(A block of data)

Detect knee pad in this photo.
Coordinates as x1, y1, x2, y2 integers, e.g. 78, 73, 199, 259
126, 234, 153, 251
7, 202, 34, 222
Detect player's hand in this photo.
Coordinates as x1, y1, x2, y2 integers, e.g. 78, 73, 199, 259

---

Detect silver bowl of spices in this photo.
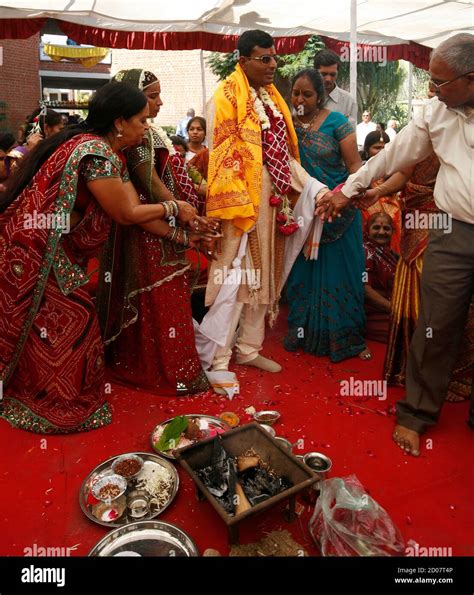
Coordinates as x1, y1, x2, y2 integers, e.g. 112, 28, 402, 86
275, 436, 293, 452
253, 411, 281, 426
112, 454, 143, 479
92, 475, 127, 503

**Short problem**. Output the lines of the listing starting at the line containing "Detect silver bowl of spices in this photo." and ending at the line containing "92, 475, 127, 503", both included, reproducing them exactly. Leave the pictures out.

**Worked answer**.
Detect silver bowl of spices in this photo.
Coordinates as x1, y1, x2, y2 integers, e.g. 112, 28, 402, 86
275, 436, 293, 452
253, 411, 281, 426
112, 454, 143, 479
92, 475, 127, 503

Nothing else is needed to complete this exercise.